-- Begin Dataset records --

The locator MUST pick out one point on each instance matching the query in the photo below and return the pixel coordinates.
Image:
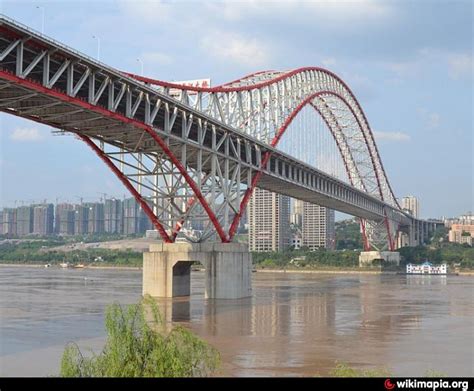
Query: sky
(409, 63)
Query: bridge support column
(167, 269)
(366, 258)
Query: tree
(138, 345)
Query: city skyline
(399, 88)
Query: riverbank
(341, 270)
(325, 271)
(102, 267)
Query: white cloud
(152, 11)
(156, 58)
(329, 62)
(391, 136)
(26, 134)
(233, 47)
(434, 119)
(327, 11)
(460, 65)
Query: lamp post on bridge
(42, 17)
(141, 63)
(98, 46)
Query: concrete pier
(167, 269)
(366, 258)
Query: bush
(138, 345)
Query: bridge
(190, 153)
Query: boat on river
(427, 268)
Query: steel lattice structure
(189, 153)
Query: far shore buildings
(461, 229)
(411, 205)
(269, 221)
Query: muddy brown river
(294, 325)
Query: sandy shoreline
(313, 271)
(111, 267)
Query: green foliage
(306, 258)
(139, 345)
(343, 370)
(348, 235)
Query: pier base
(167, 269)
(367, 258)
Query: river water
(294, 325)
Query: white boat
(427, 268)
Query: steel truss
(190, 156)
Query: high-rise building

-- End Dataset records --

Do this> Reproduce all of the lines above with each occurrence of "bridge" swapped for "viaduct", leaving everything else unchanged. Leave out the picture.

Exercise solution>
The locator MUST pick out one point on each instance matching the query in the photo below and return the pixel coordinates.
Image:
Query: sky
(409, 63)
Query: viaduct support column
(167, 269)
(366, 258)
Query: tree
(138, 345)
Query: city skyline
(399, 88)
Query: riverbank
(341, 270)
(325, 271)
(102, 267)
Query: white cloud
(152, 11)
(156, 58)
(329, 62)
(391, 136)
(26, 134)
(233, 47)
(434, 119)
(327, 11)
(460, 65)
Query: lamp post on viaduct
(42, 17)
(141, 63)
(98, 46)
Query: concrete pier
(167, 269)
(366, 258)
Query: bush
(138, 345)
Query: viaduct
(190, 153)
Query: boat on river
(427, 268)
Query: steel lattice structure
(189, 153)
Query: far shore buildings
(461, 229)
(411, 205)
(269, 221)
Query: muddy brown river
(294, 325)
Query: sandy shoreline
(313, 271)
(111, 267)
Query: green foliage
(306, 258)
(139, 345)
(343, 370)
(348, 235)
Query: pier base
(167, 269)
(367, 258)
Query: river water
(294, 325)
Query: white boat
(427, 268)
Query: steel truss
(190, 156)
Query: high-rise building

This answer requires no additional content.